Lesetext:
--------------------------------------------------
„Wenn man Hoffnung hat, ist es leichter“ – Schriftstellerin Maria Tkachivska beim Grenzgespräch an der Viadrina
Prof. Dr. Maria Tkachivska ist Schriftstellerin, Germanistin und Lehrstuhlinhaberin im westukrainischen Iwano-Frankiwsk. Seit der Ausweitung des russischen Angriffskrieges in der Ukraine lebt sie in Frankfurt (Oder) und ist assoziierte Wissenschaftlerin am Zentrum für Interdisziplinäre Polenstudien. Bei einem Grenzgespräch am 18. April 2023 sprach sie über ihre Arbeit in Kriegszeiten und die ukrainische Literatur.
Zum Ende der Veranstaltung wird Maria Tkachivska gefragt, welches Bild sie von der Ukraine vermitteln möchte und sie fasst in wenigen Worten zusammen, was sie voller Leidenschaft und Poesie in den vergangenen anderthalb Stunden ausgeführt hat: „Die Ukraine ist kein Aushängeschild und kein weit entferntes Land. Sie ist ein Land mit eigener Kultur, voller Literatur und Bildung. Wir haben so viel Schönes.“ >>> weiterlesen
Nachdem sie im ersten Teil der Veranstaltung einen rasanten und facettenreichen Einblick in die Geschichte der ukrainischen Literatur geboten hatte, der immer wiederkehrende Einschränkungen durch Sprachverbote, Kriege und Verfolgungen verdeutlichte, kommentierte Moderatorin Dr. Ilona Czechowska: „Du hast viele Namen genannt, aber einen hast du vergessen“. Und tatsächlich hat Maria Tkachivska selbst viele preisgekrönte Werke zur ukrainischen literarischen Welt beigetragen. Darunter ein humorvolles Buch mit Anekdoten vom Aufwachsen ihrer Tochter und ihres Sohnes – beide sind inzwischen erwachsen und leben in Berlin –, ein detailreich recherchierter historischer Roman über die Fürstin von Ostrog und Werke über die Lebensrealität von Zwangsarbeiterinnen im Zweiten Weltkrieg. Von jedem einzelnen Buch kann Maria Tkachivska so mitreißend erzählen, dass viele im Publikum es gern lesen würden – auf Deutsch erschien bisher aber nur ihre humorvolle Heimatkunde „Ukraine von A bis Z“.
--------------------------------------------------
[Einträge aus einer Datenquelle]

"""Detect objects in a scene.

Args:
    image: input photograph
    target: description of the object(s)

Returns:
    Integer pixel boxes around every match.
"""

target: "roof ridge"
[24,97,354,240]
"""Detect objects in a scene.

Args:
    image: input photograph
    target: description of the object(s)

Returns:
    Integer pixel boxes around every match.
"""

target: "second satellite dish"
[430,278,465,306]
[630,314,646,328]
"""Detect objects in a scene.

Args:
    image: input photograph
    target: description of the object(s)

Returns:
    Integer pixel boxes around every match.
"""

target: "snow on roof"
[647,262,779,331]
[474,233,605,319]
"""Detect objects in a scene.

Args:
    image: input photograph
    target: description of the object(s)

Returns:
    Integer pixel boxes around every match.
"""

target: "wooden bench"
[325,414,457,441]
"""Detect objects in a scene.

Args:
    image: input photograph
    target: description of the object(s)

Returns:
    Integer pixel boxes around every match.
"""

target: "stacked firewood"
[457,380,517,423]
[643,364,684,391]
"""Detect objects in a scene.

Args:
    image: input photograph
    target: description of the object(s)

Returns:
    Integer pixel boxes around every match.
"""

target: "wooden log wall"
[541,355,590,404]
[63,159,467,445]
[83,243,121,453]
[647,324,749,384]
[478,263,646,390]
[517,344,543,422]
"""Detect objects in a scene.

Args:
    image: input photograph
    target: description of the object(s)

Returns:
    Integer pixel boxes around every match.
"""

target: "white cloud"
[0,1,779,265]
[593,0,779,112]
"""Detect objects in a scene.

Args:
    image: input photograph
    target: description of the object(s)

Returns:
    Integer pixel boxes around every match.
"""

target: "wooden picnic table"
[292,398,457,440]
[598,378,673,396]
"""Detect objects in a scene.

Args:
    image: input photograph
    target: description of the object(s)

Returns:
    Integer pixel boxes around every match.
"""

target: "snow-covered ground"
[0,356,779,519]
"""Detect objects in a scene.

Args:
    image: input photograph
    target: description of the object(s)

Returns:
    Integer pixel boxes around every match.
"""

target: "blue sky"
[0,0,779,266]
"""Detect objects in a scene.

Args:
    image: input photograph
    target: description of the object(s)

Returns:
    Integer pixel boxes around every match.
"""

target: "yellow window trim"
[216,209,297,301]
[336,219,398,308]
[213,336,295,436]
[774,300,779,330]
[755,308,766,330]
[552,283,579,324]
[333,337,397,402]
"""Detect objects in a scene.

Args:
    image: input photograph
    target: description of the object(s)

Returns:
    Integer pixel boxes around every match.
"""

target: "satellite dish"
--------------------------------------------------
Deine Aufgabe:
Gib den Text über das Grenzgespräch mit Maria Tkachivska vollständig und unverändert wieder.

Antwort:
„Wenn man Hoffnung hat, ist es leichter“ – Schriftstellerin Maria Tkachivska beim Grenzgespräch an der Viadrina
Prof. Dr. Maria Tkachivska ist Schriftstellerin, Germanistin und Lehrstuhlinhaberin im westukrainischen Iwano-Frankiwsk. Seit der Ausweitung des russischen Angriffskrieges in der Ukraine lebt sie in Frankfurt (Oder) und ist assoziierte Wissenschaftlerin am Zentrum für Interdisziplinäre Polenstudien. Bei einem Grenzgespräch am 18. April 2023 sprach sie über ihre Arbeit in Kriegszeiten und die ukrainische Literatur.
Zum Ende der Veranstaltung wird Maria Tkachivska gefragt, welches Bild sie von der Ukraine vermitteln möchte und sie fasst in wenigen Worten zusammen, was sie voller Leidenschaft und Poesie in den vergangenen anderthalb Stunden ausgeführt hat: „Die Ukraine ist kein Aushängeschild und kein weit entferntes Land. Sie ist ein Land mit eigener Kultur, voller Literatur und Bildung. Wir haben so viel Schönes.“ >>> weiterlesen
Nachdem sie im ersten Teil der Veranstaltung einen rasanten und facettenreichen Einblick in die Geschichte der ukrainischen Literatur geboten hatte, der immer wiederkehrende Einschränkungen durch Sprachverbote, Kriege und Verfolgungen verdeutlichte, kommentierte Moderatorin Dr. Ilona Czechowska: „Du hast viele Namen genannt, aber einen hast du vergessen“. Und tatsächlich hat Maria Tkachivska selbst viele preisgekrönte Werke zur ukrainischen literarischen Welt beigetragen. Darunter ein humorvolles Buch mit Anekdoten vom Aufwachsen ihrer Tochter und ihres Sohnes – beide sind inzwischen erwachsen und leben in Berlin –, ein detailreich recherchierter historischer Roman über die Fürstin von Ostrog und Werke über die Lebensrealität von Zwangsarbeiterinnen im Zweiten Weltkrieg. Von jedem einzelnen Buch kann Maria Tkachivska so mitreißend erzählen, dass viele im Publikum es gern lesen würden – auf Deutsch erschien bisher aber nur ihre humorvolle Heimatkunde „Ukraine von A bis Z“.